Stated problem: Which lines in the listing below contain the word "blue"? Copy each of those lines in full, and count a match only when the case is the same.

--- Input ---

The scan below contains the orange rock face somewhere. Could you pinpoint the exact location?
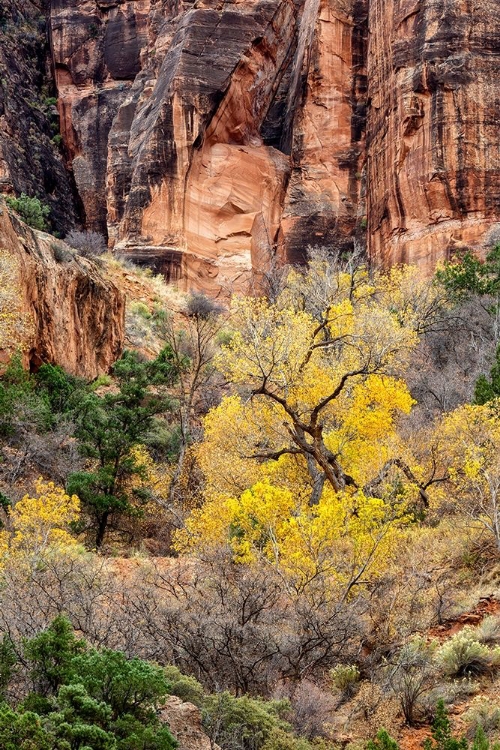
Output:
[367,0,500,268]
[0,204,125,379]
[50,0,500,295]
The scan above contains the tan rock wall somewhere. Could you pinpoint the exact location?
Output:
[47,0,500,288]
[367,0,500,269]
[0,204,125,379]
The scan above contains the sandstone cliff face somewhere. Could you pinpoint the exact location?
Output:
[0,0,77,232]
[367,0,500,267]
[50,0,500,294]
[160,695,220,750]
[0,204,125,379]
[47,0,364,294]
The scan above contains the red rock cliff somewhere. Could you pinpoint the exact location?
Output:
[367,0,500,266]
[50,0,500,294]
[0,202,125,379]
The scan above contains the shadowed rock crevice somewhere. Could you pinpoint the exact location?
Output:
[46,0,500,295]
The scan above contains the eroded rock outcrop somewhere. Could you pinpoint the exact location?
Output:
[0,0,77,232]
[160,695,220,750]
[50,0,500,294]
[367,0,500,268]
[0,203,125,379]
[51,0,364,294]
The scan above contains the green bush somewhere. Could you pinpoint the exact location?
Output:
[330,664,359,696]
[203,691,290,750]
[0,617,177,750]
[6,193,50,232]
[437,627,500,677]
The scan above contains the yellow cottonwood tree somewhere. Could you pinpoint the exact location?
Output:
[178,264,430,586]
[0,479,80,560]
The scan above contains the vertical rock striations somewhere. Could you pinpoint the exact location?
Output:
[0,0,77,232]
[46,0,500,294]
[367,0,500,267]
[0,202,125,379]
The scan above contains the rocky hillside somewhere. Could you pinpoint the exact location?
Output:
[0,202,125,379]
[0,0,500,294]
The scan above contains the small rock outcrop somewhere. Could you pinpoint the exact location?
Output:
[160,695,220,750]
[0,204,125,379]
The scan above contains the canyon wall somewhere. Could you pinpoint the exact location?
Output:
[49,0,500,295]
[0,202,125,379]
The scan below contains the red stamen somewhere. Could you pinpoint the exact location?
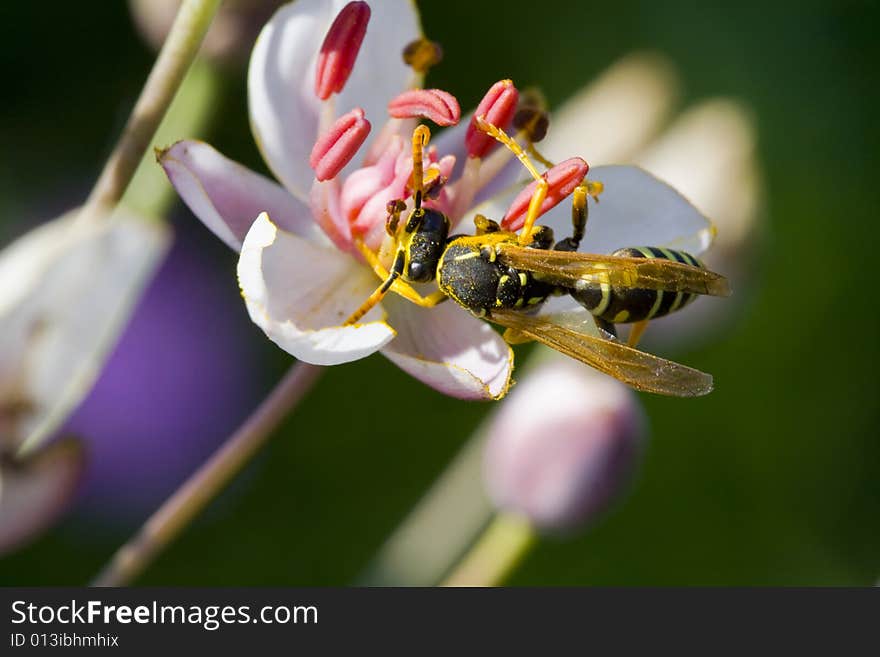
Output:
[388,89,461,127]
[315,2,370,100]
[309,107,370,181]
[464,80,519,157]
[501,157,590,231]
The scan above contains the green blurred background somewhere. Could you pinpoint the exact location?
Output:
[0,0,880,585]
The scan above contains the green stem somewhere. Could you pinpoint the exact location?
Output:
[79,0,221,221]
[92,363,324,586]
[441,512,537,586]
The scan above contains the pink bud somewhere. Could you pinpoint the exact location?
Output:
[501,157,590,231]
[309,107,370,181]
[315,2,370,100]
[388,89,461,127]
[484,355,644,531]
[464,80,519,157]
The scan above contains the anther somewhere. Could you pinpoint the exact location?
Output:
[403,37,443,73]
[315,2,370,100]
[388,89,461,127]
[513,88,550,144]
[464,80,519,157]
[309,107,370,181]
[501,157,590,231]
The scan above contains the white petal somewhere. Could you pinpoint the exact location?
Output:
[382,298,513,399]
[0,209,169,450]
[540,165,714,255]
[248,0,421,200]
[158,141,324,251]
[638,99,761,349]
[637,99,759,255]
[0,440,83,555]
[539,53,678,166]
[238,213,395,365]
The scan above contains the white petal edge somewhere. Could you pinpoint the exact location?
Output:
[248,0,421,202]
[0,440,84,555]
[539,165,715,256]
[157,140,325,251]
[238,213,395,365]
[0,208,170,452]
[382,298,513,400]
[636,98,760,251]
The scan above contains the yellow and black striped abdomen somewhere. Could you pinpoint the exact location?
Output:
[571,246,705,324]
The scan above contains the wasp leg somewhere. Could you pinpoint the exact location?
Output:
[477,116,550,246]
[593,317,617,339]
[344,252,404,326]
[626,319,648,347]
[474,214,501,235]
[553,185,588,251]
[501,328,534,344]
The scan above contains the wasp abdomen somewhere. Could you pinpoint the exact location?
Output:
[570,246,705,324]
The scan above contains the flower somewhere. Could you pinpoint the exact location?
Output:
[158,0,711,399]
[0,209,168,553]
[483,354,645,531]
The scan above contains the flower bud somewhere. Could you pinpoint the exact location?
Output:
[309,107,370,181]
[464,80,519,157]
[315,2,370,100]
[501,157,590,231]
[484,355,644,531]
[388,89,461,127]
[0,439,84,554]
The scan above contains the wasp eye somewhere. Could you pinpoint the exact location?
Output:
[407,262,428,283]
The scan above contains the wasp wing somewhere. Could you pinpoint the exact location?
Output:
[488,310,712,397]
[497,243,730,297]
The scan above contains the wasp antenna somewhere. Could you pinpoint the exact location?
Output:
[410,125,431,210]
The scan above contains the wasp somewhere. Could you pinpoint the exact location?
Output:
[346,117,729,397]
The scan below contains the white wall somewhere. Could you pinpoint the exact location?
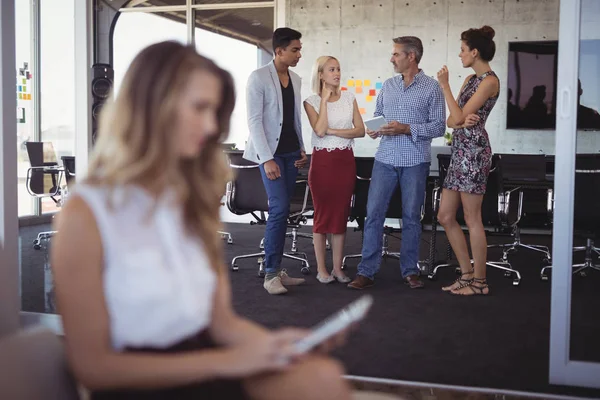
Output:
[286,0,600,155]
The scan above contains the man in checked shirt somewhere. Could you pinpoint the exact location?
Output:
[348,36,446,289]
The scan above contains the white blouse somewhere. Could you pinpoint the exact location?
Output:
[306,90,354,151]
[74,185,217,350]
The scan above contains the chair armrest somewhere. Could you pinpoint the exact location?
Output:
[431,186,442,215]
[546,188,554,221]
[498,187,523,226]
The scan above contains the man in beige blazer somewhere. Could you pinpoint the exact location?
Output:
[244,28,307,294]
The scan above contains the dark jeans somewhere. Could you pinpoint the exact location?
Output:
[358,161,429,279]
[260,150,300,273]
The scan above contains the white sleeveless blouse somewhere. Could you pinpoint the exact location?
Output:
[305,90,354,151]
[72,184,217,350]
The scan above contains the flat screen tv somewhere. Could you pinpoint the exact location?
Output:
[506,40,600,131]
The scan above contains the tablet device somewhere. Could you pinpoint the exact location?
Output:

---
--- Input ---

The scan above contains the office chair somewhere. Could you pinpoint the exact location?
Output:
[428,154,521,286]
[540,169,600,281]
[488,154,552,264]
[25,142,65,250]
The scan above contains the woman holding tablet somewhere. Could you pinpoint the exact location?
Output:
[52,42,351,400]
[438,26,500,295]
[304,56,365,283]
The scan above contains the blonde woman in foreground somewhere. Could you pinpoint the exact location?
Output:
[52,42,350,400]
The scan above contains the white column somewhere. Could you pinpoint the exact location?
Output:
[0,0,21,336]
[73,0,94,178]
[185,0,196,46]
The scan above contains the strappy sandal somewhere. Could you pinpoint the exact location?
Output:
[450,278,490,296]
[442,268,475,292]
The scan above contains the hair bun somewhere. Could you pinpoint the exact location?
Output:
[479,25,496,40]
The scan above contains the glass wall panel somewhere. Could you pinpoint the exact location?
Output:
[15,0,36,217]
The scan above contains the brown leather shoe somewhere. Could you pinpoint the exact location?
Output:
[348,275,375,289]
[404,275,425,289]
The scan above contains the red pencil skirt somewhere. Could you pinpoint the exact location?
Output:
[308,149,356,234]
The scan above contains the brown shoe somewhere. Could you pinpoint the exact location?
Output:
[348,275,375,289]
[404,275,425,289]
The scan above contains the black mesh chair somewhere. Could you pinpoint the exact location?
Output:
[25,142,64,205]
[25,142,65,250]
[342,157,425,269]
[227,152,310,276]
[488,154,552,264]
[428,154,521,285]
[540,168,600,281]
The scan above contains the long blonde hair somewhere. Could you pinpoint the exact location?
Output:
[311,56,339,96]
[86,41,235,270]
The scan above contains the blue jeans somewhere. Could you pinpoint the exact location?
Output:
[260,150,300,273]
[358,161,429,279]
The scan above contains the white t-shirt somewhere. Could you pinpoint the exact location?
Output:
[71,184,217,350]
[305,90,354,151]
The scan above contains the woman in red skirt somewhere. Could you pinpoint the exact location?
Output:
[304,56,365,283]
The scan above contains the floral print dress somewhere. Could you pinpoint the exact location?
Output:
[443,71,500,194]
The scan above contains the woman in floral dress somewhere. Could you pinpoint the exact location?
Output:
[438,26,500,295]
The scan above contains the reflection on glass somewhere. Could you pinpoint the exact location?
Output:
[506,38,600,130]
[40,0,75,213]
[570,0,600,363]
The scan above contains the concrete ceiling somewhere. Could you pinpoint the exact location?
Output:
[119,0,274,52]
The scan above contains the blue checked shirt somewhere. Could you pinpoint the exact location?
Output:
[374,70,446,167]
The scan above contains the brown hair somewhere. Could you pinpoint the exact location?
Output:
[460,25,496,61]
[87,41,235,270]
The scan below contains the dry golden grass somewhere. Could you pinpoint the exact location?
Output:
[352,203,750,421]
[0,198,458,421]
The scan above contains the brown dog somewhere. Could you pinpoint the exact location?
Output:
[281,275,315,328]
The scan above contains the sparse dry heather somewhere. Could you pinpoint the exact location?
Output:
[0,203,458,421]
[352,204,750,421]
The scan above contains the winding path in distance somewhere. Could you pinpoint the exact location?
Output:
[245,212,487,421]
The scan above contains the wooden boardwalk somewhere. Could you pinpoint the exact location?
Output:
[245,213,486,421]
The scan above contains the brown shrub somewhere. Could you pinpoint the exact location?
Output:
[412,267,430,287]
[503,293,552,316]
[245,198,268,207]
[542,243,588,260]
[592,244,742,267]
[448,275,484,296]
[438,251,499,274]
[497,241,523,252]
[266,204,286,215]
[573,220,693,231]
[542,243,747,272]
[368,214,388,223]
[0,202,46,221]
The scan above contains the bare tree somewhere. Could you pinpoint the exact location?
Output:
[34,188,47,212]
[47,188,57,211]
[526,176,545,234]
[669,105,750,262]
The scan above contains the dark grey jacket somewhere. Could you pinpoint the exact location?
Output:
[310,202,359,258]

---

Full solution:
The scan above contains the blue jeans somewhere. Could you pinpoint the exact location?
The scan above contains the blue checked shirt somewhere. Could you pinpoint the exact location?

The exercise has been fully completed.